= 문서 발췌 =
최근에 선물계약은 개별 기업의 차원에서 위험관리의 일반적인 수단으로 간주되고 있다. 일반적으로 위험은 분산과 동일한 것으로 가정하는데, 이러한 상황에서 최적의 선물헤지전략은 현물포지션에 대한 선물포지션의 비율이 선물수익의 조건부 분산에 대한 현-선물 수익 ...

최근에 선물계약은 개별 기업의 차원에서 위험관리의 일반적인 수단으로 간주되고 있다. 일반적으로 위험은 분산과 동일한 것으로 가정하는데, 이러한 상황에서 최적의 선물헤지전략은 현물포지션에 대한 선물포지션의 비율이 선물수익의 조건부 분산에 대한 현-선물 수익율간의 조건부 공분산의 비율과 동일해야 한다는 것을 의미한다. 실증분석을 통해서 헤지비율은 과거의 현-선물수익율과 같은 정보를 조건부로 변화한다는 것이다.

초기의 연구는 현물수익율을 선물수익율에 회귀분석을 통해서 헤지전략의 성과를 기술하고 있다. 최근의 연구로부터 헤지비율은 시간에 따라 변화하는 것으로 분석되고 있고, 따라서 GARCH 모형을 이용하여 동학적인 헤지전략의 성과가 기존의 전통적인 헤지전략에 비해서 우월한 것으로 밝혀졌다.

ARCH, GARCH 모형 등이 개발된 이후로 일련의 혼합정규분포 GARCH 모형이 최근에 발표되고있다. 이 모형은 특별히 금융 시계열의 변동성을 예측하고 분석하는데 적합한 것으로 판단된다. 이러한 혼합정규분포 GARCH 모형은 조건부-무조건부 수익분포에서 자부 발견되는 왜도나 첨도를 설명하는데 있어서 매우 유용하다.

= 과제 지시 =
선물헤지에 관한 문서 발췌에서 혼합정규분포 GARCH 모형은 특히 어떤 일에 적합하다고 하나요?

= 자료 =
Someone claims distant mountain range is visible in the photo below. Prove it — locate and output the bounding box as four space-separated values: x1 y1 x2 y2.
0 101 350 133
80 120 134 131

= 출력 결과 =
금융 시계열의 변동성을 예측하고 분석하는 데 적합한 것으로 판단됩니다.